---------- BRANO RIPORTATO ----------

Secondo la stampa statunitense e britannica, Kiev avrebbe chiesto esplicitamente anche missili Tomahawk, armi dall’alto potenziale offensivo, che però Trump avrebbe rifiutato di inserire nell’accordo. Tutto il resto invece è stato approvato, dai sistemi a lungo raggio ad altre forniture che segnano un ulteriore salto di qualità nell’impegno bellico americano a sostegno dell’Ucraina.
Zelensky, che continua a presentarsi come difensore della libertà europea, sembra in realtà trasformare il suo Paese in un laboratorio permanente per gli interessi militari statunitensi, mentre i costi umani e sociali della guerra si scaricano interamente sulla popolazione ucraina. Nonostante i proclami sulla necessità di resistere a Mosca, la realtà è che un accordo di queste dimensioni non è solo un sostegno difensivo: è un carburante che prolunga il conflitto e alza la posta sullo scenario internazionale.
La cifra indicata di 90 miliardi di dollari, che per molti Paesi significherebbe la possibilità di rifondare sanità, istruzione e infrastrutture, viene invece dirottata verso il riarmo in una guerra che, a più di tre anni dal suo inizio, non sembra avvicinarsi alla conclusione. L’impressione diffusa è che Kiev, sotto la guida di Zelensky, si sia ormai piegata a una totale dipendenza da Washington, rinunciando a ogni ipotesi di negoziato o di politica autonoma.

---------- ELENCO DATI ----------

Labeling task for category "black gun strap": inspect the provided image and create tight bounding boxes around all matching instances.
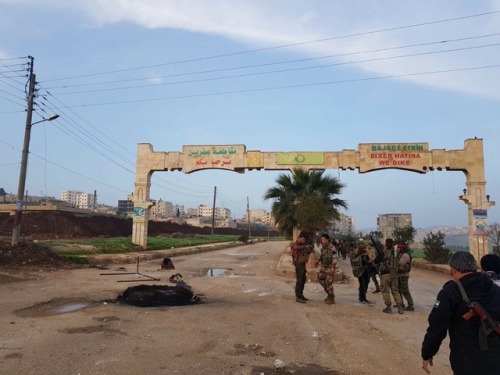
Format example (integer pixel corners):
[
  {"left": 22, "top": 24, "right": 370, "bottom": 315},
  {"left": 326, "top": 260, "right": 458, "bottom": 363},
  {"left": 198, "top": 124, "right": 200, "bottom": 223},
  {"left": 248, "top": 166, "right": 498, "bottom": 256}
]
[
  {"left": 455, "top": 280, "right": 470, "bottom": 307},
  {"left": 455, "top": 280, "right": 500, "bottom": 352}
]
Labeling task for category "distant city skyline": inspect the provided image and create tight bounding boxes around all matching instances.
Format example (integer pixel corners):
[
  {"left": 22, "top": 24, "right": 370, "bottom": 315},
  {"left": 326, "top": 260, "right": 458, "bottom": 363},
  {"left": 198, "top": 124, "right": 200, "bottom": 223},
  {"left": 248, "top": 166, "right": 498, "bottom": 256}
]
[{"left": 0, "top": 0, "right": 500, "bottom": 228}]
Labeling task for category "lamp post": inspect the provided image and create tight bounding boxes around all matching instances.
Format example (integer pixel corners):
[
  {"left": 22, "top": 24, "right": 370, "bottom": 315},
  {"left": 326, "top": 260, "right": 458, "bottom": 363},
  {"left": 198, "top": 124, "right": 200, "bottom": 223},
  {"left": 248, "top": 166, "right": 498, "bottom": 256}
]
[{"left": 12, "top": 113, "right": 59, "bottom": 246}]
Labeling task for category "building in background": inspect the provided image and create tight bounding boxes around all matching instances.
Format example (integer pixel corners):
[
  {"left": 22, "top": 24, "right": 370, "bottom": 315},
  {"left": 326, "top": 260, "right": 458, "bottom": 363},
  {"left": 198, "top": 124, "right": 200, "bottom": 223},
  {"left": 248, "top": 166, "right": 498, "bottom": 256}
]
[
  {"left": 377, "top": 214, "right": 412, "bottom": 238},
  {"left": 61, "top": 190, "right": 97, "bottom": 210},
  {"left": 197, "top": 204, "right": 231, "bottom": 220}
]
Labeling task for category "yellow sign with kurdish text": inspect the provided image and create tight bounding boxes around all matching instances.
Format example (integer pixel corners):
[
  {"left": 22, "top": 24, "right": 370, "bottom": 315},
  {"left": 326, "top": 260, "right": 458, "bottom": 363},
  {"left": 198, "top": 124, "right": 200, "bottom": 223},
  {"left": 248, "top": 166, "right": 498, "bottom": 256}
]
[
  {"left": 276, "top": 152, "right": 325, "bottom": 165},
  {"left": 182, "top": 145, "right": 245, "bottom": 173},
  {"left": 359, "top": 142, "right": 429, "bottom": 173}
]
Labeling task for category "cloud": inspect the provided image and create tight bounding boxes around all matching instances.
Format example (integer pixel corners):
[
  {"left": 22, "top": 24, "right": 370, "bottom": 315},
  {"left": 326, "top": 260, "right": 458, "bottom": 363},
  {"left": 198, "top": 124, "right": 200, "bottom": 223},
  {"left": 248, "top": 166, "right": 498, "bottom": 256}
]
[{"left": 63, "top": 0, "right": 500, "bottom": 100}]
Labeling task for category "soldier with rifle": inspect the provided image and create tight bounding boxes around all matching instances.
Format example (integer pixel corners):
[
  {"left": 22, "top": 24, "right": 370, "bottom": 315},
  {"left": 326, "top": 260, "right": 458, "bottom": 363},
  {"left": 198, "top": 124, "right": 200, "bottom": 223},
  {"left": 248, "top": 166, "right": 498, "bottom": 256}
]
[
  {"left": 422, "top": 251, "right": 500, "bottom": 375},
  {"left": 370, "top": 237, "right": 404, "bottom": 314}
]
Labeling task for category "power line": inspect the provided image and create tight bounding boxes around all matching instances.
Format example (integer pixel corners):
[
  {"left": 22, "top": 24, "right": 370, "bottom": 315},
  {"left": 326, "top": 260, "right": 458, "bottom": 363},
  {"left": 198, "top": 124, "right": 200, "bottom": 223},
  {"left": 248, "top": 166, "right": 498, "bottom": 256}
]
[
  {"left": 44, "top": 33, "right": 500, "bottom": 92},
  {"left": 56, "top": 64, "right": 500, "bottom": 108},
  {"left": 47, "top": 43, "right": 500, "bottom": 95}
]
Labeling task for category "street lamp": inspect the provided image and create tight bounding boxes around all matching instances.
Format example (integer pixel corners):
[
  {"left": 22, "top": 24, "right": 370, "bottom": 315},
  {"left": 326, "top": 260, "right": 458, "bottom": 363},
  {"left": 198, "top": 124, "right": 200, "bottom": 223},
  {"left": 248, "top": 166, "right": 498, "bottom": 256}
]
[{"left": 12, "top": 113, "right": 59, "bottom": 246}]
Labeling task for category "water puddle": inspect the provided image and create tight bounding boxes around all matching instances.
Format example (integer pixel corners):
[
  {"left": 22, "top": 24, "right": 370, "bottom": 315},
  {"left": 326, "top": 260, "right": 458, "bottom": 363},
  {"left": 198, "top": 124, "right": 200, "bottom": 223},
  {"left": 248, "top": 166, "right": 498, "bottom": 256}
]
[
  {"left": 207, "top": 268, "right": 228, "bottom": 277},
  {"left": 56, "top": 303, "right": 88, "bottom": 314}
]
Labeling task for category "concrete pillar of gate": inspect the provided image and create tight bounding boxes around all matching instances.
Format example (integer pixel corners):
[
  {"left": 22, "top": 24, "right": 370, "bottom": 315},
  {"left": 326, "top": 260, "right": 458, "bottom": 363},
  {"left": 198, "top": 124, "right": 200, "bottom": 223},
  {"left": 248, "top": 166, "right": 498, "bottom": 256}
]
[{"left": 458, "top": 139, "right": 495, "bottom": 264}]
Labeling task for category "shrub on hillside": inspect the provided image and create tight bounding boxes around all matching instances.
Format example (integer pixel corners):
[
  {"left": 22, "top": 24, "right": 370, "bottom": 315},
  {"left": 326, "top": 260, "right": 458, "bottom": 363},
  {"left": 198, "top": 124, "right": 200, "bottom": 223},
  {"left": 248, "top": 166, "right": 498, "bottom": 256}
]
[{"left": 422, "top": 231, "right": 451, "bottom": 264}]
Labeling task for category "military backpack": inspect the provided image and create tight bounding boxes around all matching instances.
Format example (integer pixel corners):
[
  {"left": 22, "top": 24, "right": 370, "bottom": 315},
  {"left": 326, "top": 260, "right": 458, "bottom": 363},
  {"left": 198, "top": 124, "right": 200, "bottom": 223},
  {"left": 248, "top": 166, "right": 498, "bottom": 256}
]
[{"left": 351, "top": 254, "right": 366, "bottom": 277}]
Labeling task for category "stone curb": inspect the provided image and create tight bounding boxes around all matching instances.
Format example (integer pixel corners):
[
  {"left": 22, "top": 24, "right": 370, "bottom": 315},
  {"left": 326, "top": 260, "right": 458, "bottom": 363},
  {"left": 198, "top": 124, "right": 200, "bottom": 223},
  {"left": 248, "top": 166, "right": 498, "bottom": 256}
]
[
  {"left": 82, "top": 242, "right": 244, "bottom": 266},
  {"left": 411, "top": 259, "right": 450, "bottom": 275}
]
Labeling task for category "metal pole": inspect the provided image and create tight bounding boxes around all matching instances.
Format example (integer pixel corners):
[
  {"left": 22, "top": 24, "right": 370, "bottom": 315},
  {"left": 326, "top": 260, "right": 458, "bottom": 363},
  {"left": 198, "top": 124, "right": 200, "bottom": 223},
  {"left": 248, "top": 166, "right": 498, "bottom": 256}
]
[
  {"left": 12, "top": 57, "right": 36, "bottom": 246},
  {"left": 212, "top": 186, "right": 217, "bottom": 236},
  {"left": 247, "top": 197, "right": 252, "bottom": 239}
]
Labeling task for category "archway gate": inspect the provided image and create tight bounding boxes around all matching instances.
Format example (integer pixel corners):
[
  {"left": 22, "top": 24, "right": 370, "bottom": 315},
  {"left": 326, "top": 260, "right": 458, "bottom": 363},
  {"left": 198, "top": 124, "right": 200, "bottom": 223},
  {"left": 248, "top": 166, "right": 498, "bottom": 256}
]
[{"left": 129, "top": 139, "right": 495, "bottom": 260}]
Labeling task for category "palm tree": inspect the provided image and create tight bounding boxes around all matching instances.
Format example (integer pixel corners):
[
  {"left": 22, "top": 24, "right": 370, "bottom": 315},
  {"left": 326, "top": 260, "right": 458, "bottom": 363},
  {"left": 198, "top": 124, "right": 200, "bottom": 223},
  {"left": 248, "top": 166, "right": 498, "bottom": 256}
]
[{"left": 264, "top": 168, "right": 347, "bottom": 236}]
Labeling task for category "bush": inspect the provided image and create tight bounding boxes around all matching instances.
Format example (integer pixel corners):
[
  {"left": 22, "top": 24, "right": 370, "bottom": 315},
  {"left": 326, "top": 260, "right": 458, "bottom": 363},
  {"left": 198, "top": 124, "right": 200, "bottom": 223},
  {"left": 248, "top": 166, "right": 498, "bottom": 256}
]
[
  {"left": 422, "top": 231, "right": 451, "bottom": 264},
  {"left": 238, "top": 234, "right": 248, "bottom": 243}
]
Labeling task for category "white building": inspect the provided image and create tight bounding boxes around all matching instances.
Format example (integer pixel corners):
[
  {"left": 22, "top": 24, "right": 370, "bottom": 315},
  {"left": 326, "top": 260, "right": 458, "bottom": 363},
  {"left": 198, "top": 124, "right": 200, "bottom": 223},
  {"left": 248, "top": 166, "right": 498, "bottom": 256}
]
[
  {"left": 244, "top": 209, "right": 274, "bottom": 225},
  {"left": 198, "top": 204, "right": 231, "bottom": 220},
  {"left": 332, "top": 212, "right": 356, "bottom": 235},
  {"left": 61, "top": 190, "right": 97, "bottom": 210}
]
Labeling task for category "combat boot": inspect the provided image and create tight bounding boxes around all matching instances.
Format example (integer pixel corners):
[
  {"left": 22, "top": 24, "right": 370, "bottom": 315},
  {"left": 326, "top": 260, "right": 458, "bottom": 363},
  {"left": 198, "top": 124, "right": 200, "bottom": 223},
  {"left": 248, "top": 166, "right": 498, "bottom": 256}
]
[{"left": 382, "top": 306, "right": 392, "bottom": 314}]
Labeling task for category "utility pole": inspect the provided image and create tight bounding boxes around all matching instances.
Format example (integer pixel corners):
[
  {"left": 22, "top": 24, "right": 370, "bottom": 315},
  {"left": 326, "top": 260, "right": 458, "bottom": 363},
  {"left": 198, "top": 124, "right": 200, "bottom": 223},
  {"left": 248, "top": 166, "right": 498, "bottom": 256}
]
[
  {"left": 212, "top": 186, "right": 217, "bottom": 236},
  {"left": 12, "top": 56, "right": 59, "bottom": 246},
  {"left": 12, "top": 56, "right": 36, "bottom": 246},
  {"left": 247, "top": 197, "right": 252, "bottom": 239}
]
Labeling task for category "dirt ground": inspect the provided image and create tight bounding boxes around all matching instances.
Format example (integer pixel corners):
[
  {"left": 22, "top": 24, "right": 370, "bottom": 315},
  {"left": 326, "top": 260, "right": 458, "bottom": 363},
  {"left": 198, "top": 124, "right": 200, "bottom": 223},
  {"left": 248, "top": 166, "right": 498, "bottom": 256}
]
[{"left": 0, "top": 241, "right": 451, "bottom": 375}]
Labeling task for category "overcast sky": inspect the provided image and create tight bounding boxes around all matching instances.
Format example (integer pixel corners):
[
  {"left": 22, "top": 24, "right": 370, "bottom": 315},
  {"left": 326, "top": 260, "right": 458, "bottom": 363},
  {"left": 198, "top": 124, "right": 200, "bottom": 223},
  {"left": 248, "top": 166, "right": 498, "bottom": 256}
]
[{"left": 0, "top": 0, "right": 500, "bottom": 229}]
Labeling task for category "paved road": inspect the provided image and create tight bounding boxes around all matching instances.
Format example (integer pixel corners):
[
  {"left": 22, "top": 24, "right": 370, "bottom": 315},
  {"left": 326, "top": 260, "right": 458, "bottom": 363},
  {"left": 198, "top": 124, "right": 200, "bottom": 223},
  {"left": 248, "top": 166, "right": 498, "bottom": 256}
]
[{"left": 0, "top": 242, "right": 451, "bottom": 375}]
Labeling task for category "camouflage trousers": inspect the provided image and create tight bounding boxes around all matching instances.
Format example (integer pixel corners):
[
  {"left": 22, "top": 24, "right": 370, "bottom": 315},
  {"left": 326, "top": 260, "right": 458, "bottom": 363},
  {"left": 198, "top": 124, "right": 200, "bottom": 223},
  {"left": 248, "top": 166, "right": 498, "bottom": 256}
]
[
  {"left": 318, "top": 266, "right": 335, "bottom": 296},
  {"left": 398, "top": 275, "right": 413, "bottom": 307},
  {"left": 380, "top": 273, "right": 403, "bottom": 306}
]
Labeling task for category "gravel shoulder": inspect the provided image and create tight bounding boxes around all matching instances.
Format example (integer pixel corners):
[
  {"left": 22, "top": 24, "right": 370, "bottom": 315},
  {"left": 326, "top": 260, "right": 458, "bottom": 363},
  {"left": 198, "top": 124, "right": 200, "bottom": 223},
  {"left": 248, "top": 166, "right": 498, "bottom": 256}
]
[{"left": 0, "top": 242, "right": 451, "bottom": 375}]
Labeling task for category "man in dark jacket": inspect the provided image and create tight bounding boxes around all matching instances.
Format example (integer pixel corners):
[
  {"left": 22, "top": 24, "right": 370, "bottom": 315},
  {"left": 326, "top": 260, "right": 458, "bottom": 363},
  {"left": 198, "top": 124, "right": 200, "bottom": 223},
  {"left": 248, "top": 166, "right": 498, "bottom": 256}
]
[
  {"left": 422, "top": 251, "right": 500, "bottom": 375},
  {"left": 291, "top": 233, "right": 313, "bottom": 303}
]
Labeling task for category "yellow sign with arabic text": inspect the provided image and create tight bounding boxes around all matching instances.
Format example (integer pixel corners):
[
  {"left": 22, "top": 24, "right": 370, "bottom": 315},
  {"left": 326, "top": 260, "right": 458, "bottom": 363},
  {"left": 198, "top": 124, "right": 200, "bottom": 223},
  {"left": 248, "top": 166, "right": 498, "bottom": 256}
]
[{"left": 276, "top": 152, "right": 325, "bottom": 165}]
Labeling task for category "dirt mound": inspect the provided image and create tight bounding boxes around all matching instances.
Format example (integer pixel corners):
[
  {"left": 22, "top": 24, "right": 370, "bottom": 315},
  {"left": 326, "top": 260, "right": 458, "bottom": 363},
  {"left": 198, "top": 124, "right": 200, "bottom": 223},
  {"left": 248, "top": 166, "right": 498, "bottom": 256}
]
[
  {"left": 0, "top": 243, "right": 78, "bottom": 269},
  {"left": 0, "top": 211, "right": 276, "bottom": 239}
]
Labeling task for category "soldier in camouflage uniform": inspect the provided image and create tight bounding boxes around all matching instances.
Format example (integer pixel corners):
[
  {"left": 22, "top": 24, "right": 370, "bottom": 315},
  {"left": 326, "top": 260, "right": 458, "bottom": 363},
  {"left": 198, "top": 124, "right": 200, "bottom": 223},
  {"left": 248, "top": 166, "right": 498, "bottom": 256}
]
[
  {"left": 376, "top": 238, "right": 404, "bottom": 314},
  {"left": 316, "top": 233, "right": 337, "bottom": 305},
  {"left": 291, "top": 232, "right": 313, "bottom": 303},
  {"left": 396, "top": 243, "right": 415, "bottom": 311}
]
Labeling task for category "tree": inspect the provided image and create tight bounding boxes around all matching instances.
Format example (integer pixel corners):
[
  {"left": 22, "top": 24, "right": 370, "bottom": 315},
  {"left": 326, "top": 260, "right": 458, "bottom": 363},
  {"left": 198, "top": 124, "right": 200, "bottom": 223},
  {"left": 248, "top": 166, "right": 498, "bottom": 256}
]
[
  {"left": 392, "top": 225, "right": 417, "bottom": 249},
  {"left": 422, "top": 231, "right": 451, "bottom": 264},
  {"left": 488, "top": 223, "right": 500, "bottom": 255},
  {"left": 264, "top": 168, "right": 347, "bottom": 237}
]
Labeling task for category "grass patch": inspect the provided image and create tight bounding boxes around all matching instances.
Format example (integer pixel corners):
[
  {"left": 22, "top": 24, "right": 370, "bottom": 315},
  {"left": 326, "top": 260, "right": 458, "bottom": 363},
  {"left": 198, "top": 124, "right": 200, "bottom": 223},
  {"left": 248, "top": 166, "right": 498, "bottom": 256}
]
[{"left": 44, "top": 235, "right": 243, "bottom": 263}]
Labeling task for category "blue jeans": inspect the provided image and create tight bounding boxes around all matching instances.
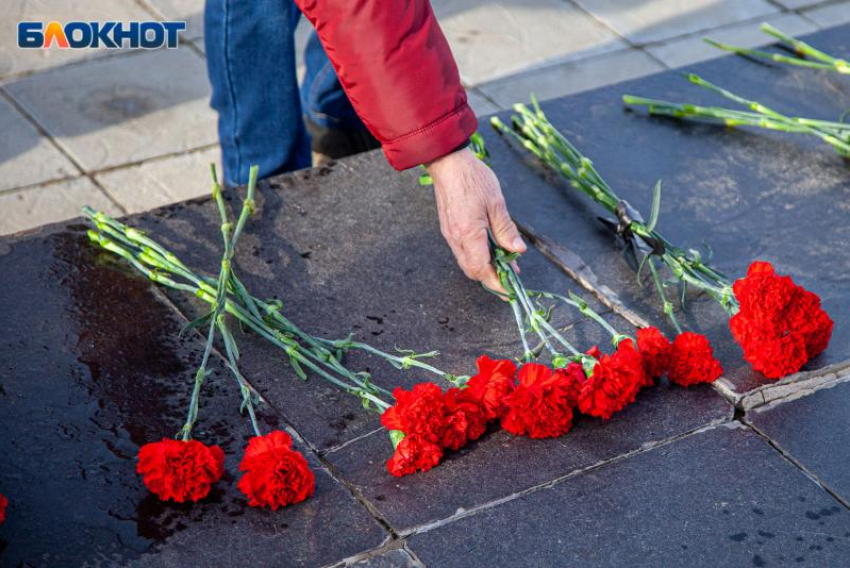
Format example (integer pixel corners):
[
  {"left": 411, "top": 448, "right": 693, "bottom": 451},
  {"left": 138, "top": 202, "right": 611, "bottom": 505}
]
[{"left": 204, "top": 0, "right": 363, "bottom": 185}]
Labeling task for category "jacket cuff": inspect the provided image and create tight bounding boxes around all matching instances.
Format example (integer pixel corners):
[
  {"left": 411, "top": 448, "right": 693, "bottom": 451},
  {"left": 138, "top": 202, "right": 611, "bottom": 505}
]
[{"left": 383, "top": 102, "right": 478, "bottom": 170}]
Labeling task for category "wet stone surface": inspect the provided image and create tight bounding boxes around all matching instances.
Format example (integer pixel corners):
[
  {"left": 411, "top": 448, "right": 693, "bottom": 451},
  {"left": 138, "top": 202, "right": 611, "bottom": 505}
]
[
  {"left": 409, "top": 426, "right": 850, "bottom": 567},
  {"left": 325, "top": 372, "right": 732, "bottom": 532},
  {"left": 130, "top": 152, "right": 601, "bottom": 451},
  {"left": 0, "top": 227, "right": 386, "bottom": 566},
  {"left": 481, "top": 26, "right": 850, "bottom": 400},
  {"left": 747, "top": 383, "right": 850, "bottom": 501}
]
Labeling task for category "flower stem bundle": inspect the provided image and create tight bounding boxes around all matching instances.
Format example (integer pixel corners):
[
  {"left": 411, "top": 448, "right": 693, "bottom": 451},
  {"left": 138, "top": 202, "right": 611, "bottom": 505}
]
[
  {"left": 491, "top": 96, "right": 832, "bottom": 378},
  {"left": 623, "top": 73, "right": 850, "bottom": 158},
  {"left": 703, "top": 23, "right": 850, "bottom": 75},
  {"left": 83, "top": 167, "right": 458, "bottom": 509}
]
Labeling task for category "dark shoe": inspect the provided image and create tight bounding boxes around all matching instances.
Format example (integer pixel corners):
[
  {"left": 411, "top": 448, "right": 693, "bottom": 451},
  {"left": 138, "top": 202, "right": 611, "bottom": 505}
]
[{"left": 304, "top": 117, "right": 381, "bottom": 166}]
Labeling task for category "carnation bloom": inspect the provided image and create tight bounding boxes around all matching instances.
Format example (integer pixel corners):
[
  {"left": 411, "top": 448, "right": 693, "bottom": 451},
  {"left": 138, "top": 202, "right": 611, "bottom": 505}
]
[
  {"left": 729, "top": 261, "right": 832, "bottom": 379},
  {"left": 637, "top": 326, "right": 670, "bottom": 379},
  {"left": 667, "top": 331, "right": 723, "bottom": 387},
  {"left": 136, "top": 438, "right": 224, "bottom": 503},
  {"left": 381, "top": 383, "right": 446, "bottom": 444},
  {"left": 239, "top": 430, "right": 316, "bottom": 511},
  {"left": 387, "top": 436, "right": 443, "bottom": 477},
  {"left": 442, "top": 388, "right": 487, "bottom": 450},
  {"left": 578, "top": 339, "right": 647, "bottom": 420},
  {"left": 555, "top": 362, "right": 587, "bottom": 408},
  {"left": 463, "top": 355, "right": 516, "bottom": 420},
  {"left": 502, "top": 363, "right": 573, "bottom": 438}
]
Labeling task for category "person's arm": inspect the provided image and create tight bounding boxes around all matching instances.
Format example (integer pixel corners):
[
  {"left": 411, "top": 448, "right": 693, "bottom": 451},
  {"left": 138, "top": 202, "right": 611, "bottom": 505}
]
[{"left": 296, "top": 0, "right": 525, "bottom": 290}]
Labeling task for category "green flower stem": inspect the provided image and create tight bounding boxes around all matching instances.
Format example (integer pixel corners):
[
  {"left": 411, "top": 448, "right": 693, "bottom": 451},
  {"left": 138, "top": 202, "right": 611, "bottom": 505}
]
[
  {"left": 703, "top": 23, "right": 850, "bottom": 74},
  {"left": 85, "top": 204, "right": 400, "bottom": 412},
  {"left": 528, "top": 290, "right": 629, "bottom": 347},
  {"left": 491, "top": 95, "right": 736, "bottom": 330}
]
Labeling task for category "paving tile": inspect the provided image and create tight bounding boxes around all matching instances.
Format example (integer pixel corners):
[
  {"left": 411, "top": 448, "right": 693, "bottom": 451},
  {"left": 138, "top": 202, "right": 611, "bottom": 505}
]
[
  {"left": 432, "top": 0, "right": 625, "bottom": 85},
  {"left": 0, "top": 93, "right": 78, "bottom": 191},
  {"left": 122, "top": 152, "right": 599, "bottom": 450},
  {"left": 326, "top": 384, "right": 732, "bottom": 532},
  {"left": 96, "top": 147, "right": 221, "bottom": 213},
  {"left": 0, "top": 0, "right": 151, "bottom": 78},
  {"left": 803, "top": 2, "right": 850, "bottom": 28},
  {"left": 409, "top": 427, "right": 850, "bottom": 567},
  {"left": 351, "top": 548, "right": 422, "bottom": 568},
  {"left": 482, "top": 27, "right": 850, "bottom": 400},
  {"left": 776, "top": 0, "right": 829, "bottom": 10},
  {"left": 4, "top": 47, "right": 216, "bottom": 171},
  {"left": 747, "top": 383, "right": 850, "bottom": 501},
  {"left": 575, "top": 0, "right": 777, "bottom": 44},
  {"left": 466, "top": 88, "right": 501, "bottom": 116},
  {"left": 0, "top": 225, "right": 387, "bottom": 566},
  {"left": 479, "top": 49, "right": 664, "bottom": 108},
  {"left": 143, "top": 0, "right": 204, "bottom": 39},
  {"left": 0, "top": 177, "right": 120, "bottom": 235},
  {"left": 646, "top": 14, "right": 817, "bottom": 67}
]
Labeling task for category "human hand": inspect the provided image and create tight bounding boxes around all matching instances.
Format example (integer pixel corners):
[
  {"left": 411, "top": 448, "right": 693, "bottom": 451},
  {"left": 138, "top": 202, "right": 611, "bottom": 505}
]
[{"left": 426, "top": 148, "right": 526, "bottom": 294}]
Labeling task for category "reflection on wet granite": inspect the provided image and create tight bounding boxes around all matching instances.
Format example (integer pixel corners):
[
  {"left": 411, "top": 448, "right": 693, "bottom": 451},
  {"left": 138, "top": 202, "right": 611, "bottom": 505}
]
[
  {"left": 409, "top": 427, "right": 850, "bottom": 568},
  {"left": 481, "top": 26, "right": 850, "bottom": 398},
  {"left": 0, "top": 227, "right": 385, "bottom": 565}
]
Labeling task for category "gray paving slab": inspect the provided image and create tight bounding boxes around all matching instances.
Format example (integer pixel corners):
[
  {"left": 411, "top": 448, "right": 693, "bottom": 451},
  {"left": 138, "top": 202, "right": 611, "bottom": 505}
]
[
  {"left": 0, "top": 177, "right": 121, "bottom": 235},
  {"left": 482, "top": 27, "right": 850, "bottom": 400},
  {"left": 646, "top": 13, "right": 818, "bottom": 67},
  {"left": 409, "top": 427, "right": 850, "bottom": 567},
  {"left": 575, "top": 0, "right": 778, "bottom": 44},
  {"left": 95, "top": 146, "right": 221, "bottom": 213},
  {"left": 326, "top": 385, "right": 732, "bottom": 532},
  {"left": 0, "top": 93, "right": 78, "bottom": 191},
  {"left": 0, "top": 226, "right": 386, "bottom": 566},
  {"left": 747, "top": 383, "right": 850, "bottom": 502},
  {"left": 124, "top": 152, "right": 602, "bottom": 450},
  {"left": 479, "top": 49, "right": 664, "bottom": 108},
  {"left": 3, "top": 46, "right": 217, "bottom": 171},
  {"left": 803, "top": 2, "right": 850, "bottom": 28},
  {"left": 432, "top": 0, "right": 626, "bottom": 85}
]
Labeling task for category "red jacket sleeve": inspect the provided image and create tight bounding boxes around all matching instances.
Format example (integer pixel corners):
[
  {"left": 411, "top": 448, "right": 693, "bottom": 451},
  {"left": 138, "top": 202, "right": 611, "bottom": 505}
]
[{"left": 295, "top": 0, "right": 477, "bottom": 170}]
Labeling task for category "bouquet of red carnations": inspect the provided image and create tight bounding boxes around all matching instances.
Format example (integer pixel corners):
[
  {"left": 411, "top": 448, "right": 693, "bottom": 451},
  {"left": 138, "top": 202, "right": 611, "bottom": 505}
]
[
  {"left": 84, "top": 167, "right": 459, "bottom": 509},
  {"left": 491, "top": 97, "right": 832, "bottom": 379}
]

----------

OBIETTIVO 1 – Stabilisci se queste affermazioni concordano con il brano: (a) Trump avrebbe rifiutato di inserire i missili Tomahawk nell'accordo; (b) la guerra è cominciata da meno di due anni; (c) i costi umani e sociali della guerra ricadono sugli Stati Uniti. Per ciascuna rispondi sì o no, citando le parole decisive del brano.
OBIETTIVO 2 – Quale cifra in dollari viene indicata nel brano?
OBIETTIVO 3 – Elenca i settori che, secondo il brano, molti Paesi potrebbero rifondare con quella cifra.
Le righe sono materiale a sé, distinto dal brano.

RISULTATO 1 –
(a) Sì: "che però Trump avrebbe rifiutato di inserire nell’accordo".
(b) No: "a più di tre anni dal suo inizio".
(c) No: "si scaricano interamente sulla popolazione ucraina".

RISULTATO 2 – 90 miliardi di dollari.

RISULTATO 3 – Sanità, istruzione, infrastrutture.